Once the configuration file has been set-up, we will need a list of fits to be performed. An individual fit is identified by the experiment type, the session, the neuron ID, and the model configuation.

When testing different models (including different subset of task variables, changing knots location and density, etc.) one needs to only modify the configuration files, and update the list of fits appropriately. 

We will again organize the list of fits as a YAML file with the following categories:
 
- **experiment_ID**: string, experiment ID

- **session_ID**: string, session ID

- **neuron_num**: int, the neuron number (from 0 to N-1, whee N is the number of units in the session)

- **path_to_input**: string, the path to the input data

- **path_to_config**: string, the path to the configuration file

- **path_to_output**: string, the path to the output folder where results will be saved


In [None]:
# create and save the YAML with the fit list (1 fit only)

- Dataset:
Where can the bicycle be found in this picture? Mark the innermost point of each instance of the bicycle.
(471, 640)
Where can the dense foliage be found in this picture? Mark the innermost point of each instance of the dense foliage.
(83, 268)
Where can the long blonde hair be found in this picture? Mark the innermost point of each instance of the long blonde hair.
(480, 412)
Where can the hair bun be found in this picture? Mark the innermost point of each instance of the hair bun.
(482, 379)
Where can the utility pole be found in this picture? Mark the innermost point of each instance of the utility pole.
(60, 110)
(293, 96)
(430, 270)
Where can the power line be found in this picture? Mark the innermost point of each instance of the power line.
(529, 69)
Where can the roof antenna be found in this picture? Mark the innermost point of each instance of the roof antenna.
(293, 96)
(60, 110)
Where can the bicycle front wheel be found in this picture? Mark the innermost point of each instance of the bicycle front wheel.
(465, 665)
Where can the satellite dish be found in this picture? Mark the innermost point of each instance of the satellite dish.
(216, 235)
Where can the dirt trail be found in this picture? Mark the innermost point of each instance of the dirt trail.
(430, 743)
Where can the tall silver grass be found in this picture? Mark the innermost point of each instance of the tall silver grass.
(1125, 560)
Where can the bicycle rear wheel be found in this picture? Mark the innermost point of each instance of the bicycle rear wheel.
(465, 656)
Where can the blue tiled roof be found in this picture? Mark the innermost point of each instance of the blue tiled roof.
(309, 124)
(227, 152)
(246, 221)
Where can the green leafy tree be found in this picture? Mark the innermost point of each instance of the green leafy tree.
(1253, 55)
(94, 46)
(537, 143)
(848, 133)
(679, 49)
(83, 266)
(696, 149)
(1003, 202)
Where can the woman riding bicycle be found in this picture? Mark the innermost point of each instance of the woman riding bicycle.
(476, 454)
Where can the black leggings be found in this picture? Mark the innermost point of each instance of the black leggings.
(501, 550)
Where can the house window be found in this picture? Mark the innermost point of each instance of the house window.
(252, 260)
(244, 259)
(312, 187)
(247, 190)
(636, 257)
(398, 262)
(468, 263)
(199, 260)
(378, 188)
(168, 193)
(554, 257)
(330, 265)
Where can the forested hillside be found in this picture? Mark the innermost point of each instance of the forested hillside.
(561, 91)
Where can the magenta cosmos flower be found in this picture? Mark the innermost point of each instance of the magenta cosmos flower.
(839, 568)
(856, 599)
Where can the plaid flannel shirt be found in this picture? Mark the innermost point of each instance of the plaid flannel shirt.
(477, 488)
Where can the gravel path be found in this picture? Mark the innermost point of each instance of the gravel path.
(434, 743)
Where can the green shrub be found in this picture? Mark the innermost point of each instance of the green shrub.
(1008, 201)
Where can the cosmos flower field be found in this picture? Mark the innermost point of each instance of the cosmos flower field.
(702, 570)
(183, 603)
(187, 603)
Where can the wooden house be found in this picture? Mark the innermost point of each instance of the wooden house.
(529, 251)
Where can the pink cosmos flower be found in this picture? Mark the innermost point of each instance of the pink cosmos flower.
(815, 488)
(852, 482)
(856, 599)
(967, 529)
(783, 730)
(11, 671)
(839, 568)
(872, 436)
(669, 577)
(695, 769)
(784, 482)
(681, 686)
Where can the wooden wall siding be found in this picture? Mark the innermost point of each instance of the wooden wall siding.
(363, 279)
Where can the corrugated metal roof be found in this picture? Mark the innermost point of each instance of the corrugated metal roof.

--

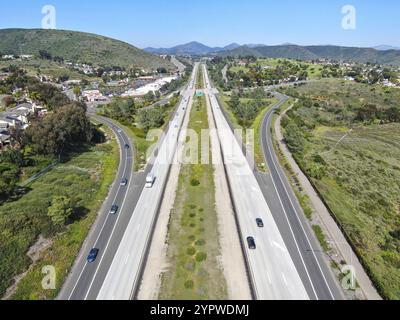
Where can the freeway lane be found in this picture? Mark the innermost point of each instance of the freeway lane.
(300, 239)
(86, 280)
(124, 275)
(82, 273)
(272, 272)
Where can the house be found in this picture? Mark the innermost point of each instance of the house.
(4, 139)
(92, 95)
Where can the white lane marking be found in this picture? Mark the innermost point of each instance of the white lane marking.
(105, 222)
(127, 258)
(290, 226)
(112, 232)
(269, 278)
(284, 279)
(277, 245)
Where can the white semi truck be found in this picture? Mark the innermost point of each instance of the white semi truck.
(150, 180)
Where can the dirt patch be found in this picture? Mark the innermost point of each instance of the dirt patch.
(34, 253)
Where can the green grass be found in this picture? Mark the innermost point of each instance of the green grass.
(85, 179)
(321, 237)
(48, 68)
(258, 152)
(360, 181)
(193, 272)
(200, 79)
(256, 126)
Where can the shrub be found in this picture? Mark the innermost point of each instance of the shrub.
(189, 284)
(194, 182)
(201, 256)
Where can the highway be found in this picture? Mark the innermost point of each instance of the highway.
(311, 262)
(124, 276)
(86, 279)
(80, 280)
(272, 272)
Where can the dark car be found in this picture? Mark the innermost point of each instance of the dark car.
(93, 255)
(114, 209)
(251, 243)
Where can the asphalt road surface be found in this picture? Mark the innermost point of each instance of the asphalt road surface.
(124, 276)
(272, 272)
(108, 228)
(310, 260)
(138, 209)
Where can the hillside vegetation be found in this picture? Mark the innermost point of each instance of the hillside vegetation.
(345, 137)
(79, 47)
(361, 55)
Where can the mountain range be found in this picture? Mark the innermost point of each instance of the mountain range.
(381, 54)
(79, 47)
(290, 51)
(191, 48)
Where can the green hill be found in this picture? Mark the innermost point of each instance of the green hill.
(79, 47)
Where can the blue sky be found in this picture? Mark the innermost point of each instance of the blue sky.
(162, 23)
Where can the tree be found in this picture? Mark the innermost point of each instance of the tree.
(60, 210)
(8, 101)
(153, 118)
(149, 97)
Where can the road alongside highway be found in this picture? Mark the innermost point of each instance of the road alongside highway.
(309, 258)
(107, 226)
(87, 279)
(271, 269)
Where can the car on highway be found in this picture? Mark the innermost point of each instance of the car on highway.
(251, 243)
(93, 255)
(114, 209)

- Written request A: Name every category that the fit-list text specifies for the YAML file.
- Written request B: According to the fit-list text, which four things identify an individual fit?
- Written request C: Continue the fit-list text from where it stops.

- Reply A: experiment_ID, session_ID, neuron_num, path_to_input, path_to_config, path_to_output

- Reply B: The experiment type, the session, the neuron ID, and the model configuration.

- Reply C:
fit_dict = {
    'experiment_ID': ['exp_2D_spatial'],
    'session_ID': ['session_A'],
    'neuron_num': [0],
    'path_to_input': ['example_data_2D.npz'],
    'path_to_config': ['config_example_data.yml'],
    'path_to_output': ['.']
}
# save the yaml fit list
with open('fit_list_example_data.yml', 'w') as outfile:
    yaml.dump(fit_dict, outfile, default_flow_style=False)



### Load inputs, fit, and postprocess <a name="load-fit-save"></a>

 
The code below loads the input data, the configurations, fits the model, post-process, and save the results. The following lines of code are also saved as separate script in 'PGAM/utils/fit_from_config.py'

In [None]:
# import libs
import numpy as np
import sys, os

sys.path.append('src/PGAM/')

import GAM_library as gl
import gam_data_handlers as gdh
from post_processing import postprocess_results
import yaml
import statsmodels.api as sm
from scipy.io import savemat
from time import perf_counter

np.random.seed(4)

#################################################
# User defined input
#################################################

# frac of the trials used for fit eval
frac_eval = 0.2

# PATH to fit list
path_fit_list = 'fit_list_example_data.yml'

# save as mat
save_as_mat = True
#################################################


# load the job id (either as an input form the command line, or as a default value if not passed)
argv = sys.argv
if len(argv) == 2:  # assumes the script is run the command "python fit_from_config.py fit_num"
    fit_num = int(sys.argv[1]) - 1  # HPC job-array indices starts from 1.
else:
    fit_num = 0  # set a default value

# load fit info
with open(path_fit_list, 'r') as stream:
    fit_dict = yaml.safe_load(stream)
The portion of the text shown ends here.